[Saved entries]

"""

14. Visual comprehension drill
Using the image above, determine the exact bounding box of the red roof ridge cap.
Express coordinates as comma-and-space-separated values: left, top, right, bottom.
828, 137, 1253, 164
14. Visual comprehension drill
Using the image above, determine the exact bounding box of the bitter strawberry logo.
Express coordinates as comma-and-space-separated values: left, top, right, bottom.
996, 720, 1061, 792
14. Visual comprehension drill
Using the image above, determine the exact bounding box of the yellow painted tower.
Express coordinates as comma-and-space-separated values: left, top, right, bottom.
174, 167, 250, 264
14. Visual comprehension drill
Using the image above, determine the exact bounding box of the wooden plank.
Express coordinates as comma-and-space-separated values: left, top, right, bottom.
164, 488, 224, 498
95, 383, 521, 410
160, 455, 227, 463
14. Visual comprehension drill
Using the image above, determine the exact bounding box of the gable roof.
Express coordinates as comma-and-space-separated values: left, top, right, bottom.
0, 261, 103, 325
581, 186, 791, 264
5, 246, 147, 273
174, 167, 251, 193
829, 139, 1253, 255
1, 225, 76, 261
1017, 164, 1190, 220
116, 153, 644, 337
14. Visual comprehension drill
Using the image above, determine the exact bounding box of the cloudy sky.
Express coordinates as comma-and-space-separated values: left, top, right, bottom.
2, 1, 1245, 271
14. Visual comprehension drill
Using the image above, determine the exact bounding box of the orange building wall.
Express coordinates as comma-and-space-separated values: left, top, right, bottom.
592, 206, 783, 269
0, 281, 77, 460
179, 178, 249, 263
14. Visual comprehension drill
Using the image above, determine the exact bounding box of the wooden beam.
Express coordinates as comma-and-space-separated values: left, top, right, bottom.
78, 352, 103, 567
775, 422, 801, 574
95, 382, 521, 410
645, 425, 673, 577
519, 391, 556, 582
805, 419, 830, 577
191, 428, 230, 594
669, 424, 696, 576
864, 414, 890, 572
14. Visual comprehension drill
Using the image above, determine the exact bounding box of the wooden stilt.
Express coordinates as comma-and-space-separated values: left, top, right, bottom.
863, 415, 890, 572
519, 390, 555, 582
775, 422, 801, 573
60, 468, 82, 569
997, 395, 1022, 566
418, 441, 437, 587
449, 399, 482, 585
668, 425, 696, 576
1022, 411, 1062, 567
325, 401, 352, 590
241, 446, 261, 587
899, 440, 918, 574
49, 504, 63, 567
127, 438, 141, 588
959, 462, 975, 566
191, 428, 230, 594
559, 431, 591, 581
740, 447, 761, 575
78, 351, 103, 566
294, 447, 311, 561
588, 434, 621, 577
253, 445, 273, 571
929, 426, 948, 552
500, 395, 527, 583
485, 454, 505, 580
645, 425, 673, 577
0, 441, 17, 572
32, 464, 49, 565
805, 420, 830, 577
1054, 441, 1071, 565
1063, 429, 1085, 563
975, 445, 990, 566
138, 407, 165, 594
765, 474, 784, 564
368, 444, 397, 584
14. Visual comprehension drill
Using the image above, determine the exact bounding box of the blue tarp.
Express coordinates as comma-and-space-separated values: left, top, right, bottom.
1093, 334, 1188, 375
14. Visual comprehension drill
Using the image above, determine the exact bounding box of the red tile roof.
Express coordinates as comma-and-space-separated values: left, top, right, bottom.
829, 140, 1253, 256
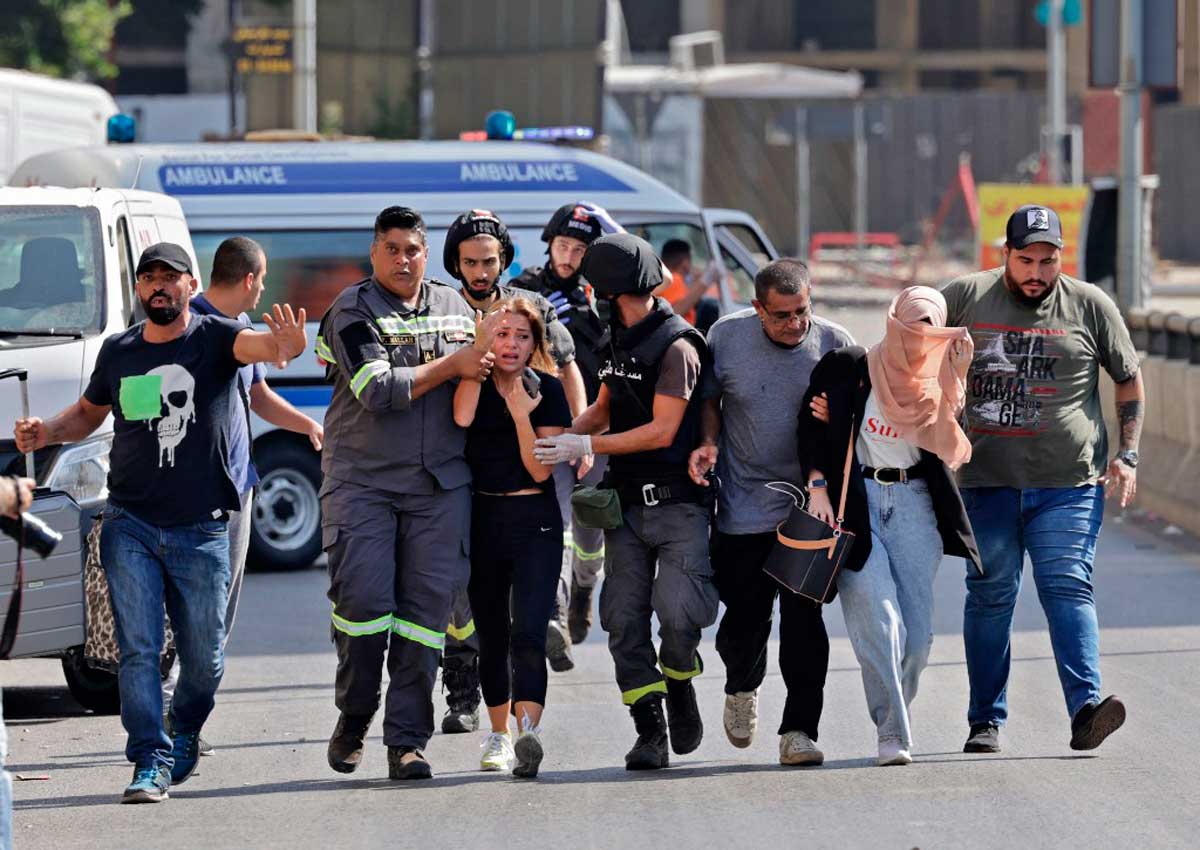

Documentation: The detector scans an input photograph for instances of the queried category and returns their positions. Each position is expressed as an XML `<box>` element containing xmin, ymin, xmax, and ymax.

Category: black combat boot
<box><xmin>440</xmin><ymin>657</ymin><xmax>481</xmax><ymax>734</ymax></box>
<box><xmin>665</xmin><ymin>678</ymin><xmax>703</xmax><ymax>755</ymax></box>
<box><xmin>327</xmin><ymin>712</ymin><xmax>374</xmax><ymax>773</ymax></box>
<box><xmin>625</xmin><ymin>693</ymin><xmax>669</xmax><ymax>771</ymax></box>
<box><xmin>568</xmin><ymin>578</ymin><xmax>594</xmax><ymax>645</ymax></box>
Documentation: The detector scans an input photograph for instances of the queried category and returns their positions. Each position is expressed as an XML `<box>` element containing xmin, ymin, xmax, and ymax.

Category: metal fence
<box><xmin>701</xmin><ymin>91</ymin><xmax>1054</xmax><ymax>256</ymax></box>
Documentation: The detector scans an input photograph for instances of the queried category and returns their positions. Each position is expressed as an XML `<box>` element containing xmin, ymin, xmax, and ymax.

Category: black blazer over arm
<box><xmin>797</xmin><ymin>346</ymin><xmax>982</xmax><ymax>574</ymax></box>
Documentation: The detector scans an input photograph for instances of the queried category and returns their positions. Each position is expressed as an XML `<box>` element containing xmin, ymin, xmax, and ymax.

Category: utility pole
<box><xmin>417</xmin><ymin>0</ymin><xmax>435</xmax><ymax>140</ymax></box>
<box><xmin>1046</xmin><ymin>0</ymin><xmax>1067</xmax><ymax>183</ymax></box>
<box><xmin>793</xmin><ymin>106</ymin><xmax>810</xmax><ymax>262</ymax></box>
<box><xmin>1117</xmin><ymin>0</ymin><xmax>1145</xmax><ymax>310</ymax></box>
<box><xmin>228</xmin><ymin>0</ymin><xmax>238</xmax><ymax>135</ymax></box>
<box><xmin>293</xmin><ymin>0</ymin><xmax>317</xmax><ymax>133</ymax></box>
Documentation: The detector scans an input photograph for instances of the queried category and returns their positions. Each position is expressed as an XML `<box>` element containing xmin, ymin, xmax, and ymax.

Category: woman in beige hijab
<box><xmin>798</xmin><ymin>286</ymin><xmax>981</xmax><ymax>766</ymax></box>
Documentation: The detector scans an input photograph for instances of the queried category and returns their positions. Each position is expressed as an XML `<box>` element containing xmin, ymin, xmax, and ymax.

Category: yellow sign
<box><xmin>976</xmin><ymin>184</ymin><xmax>1091</xmax><ymax>277</ymax></box>
<box><xmin>232</xmin><ymin>25</ymin><xmax>294</xmax><ymax>75</ymax></box>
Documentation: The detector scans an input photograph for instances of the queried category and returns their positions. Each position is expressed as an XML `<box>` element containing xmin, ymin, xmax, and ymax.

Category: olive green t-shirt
<box><xmin>942</xmin><ymin>268</ymin><xmax>1140</xmax><ymax>489</ymax></box>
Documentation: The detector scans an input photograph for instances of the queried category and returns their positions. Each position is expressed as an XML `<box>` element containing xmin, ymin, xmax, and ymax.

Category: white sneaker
<box><xmin>779</xmin><ymin>730</ymin><xmax>824</xmax><ymax>766</ymax></box>
<box><xmin>877</xmin><ymin>740</ymin><xmax>913</xmax><ymax>766</ymax></box>
<box><xmin>479</xmin><ymin>731</ymin><xmax>514</xmax><ymax>772</ymax></box>
<box><xmin>723</xmin><ymin>690</ymin><xmax>759</xmax><ymax>749</ymax></box>
<box><xmin>513</xmin><ymin>728</ymin><xmax>544</xmax><ymax>779</ymax></box>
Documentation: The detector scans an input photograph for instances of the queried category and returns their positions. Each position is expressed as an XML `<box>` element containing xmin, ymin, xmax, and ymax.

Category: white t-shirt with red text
<box><xmin>856</xmin><ymin>389</ymin><xmax>921</xmax><ymax>470</ymax></box>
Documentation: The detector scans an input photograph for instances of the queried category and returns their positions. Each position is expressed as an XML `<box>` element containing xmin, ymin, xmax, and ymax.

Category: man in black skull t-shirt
<box><xmin>13</xmin><ymin>242</ymin><xmax>307</xmax><ymax>804</ymax></box>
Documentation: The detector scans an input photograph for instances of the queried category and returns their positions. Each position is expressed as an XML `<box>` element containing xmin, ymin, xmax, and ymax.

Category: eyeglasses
<box><xmin>765</xmin><ymin>307</ymin><xmax>811</xmax><ymax>324</ymax></box>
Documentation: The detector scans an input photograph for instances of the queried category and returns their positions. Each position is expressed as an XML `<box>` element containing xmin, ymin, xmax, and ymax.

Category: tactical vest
<box><xmin>602</xmin><ymin>301</ymin><xmax>709</xmax><ymax>487</ymax></box>
<box><xmin>514</xmin><ymin>266</ymin><xmax>607</xmax><ymax>402</ymax></box>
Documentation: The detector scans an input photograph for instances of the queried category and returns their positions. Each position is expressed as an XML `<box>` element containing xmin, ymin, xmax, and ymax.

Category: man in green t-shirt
<box><xmin>942</xmin><ymin>204</ymin><xmax>1144</xmax><ymax>755</ymax></box>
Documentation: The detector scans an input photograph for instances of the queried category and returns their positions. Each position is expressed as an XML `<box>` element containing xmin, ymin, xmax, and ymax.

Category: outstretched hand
<box><xmin>262</xmin><ymin>303</ymin><xmax>308</xmax><ymax>368</ymax></box>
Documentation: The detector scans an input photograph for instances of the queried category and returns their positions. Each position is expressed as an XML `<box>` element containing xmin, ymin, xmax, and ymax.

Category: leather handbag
<box><xmin>761</xmin><ymin>418</ymin><xmax>857</xmax><ymax>604</ymax></box>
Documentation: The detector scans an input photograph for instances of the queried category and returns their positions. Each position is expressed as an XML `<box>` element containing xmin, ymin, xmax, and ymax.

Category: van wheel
<box><xmin>61</xmin><ymin>648</ymin><xmax>120</xmax><ymax>714</ymax></box>
<box><xmin>249</xmin><ymin>439</ymin><xmax>322</xmax><ymax>571</ymax></box>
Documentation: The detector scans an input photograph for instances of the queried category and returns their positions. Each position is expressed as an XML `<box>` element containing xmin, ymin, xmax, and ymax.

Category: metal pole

"""

**REQUIREMENT**
Of all the entries above, output exactly the lines between the one holding "the wooden plank." and the one holding "orange building wall.", inclusive.

**RESULT OF THIS TASK**
Using the image above, determine the exact bounding box of the wooden plank.
Express coordinates as comma-and-space-separated values: left, top, right, bottom.
164, 488, 224, 498
95, 383, 521, 410
160, 455, 227, 463
14. Visual comprehension drill
Using the image above, determine the exact bounding box of the gable roof.
Express coordinates as comma-and-space-separated values: left, top, right, bottom.
0, 261, 103, 325
581, 186, 791, 264
5, 246, 147, 273
174, 167, 251, 193
829, 139, 1253, 255
1, 225, 76, 261
1017, 164, 1190, 220
116, 153, 644, 337
14. Visual comprehension drill
Using the image above, determine the exact bounding box of the cloudy sky.
Express coordinates as comma-and-space-separated values: left, top, right, bottom.
2, 1, 1245, 271
14. Visual comprehension drill
Using the image above, determine the exact bounding box of the orange building wall.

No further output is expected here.